● Work to be completed
Pick out every line of the records below that contains the word "delphinium", and copy each one. Case counts.

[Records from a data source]
=-=-=-=-=

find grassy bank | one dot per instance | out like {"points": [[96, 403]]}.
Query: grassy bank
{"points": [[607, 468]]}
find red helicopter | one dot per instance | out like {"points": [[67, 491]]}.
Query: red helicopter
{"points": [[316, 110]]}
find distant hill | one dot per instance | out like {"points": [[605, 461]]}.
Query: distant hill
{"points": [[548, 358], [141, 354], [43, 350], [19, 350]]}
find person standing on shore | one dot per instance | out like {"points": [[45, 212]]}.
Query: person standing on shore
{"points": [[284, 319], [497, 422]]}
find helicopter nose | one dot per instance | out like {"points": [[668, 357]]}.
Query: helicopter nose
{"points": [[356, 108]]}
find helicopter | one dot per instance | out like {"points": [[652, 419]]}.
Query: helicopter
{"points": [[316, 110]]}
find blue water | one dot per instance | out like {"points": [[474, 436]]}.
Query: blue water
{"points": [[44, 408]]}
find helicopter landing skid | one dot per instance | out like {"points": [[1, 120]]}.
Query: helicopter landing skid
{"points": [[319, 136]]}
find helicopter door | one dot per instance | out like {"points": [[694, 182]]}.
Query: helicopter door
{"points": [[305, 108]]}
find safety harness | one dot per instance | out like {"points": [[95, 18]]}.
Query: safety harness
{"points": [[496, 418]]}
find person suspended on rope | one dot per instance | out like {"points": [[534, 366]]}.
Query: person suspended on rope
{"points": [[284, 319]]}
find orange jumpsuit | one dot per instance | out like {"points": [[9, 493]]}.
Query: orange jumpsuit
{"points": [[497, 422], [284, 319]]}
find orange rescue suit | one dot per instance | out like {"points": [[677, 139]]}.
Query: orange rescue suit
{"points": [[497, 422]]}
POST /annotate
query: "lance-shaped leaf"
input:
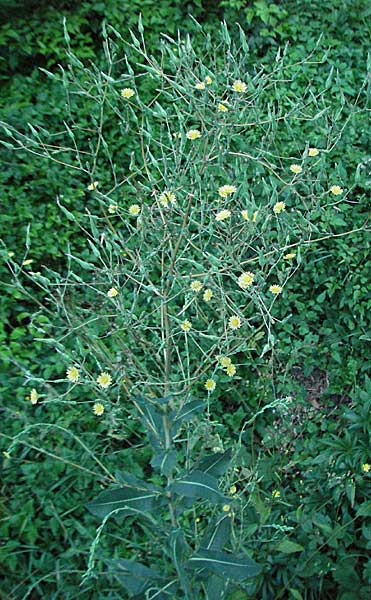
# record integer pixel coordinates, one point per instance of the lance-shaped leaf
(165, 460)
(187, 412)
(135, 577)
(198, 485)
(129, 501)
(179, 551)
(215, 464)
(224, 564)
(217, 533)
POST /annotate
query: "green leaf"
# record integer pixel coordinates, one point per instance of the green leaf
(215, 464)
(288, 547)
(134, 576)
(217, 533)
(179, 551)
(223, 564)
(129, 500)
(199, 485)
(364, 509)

=-=-=-=-=

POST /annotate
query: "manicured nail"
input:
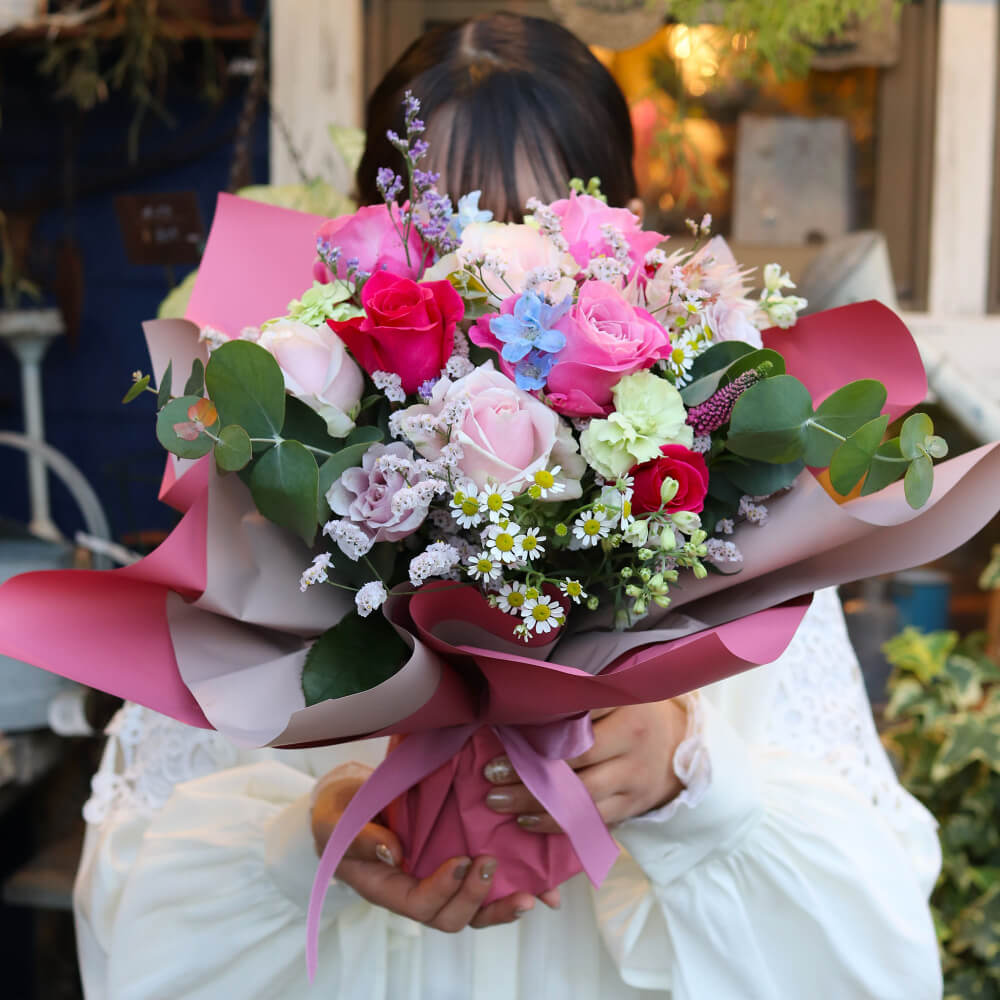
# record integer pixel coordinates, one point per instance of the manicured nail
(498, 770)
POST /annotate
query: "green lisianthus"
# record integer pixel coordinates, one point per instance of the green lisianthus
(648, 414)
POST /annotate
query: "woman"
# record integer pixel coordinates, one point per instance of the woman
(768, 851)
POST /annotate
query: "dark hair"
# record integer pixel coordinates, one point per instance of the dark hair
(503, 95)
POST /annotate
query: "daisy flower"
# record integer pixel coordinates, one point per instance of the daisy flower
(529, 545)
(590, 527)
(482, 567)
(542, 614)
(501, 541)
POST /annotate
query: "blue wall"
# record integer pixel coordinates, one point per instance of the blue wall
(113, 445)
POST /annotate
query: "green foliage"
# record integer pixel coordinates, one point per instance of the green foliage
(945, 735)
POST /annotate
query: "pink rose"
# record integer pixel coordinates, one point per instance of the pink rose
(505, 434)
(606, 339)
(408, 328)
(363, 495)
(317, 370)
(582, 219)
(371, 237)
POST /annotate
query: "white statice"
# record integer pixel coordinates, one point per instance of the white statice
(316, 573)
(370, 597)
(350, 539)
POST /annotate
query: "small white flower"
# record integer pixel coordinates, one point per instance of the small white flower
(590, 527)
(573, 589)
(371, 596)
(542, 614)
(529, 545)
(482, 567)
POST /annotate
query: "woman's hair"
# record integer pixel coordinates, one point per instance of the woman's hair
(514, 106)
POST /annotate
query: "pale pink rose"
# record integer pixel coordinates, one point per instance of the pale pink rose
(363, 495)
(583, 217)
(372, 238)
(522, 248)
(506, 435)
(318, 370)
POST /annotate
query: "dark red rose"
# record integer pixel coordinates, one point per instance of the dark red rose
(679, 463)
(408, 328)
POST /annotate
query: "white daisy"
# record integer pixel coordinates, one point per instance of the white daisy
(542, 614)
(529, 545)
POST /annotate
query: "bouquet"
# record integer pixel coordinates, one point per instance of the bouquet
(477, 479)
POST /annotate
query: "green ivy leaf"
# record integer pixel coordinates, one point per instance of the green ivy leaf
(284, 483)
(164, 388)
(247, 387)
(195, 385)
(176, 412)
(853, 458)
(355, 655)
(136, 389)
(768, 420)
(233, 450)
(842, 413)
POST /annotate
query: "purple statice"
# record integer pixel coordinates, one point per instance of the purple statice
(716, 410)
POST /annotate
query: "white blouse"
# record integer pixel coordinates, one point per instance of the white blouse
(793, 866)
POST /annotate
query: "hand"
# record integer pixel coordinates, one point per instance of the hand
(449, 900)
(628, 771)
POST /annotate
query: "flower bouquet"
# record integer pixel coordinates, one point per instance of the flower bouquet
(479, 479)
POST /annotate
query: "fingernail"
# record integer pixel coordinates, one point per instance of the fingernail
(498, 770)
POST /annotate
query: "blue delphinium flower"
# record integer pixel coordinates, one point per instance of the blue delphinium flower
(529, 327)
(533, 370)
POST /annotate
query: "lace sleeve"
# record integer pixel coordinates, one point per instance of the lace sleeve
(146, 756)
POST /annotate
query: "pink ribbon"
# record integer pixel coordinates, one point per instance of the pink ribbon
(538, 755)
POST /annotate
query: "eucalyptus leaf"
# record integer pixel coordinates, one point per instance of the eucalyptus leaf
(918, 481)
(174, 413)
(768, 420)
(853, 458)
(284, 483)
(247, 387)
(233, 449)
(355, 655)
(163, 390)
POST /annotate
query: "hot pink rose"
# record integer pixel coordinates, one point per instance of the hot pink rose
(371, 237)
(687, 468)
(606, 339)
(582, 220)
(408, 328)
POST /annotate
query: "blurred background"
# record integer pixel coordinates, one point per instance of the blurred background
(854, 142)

=-=-=-=-=

● Result for this exercise
query: "blue delphinium flower"
# record integer pixel coordinates, one point per instance of the blue delphinium flower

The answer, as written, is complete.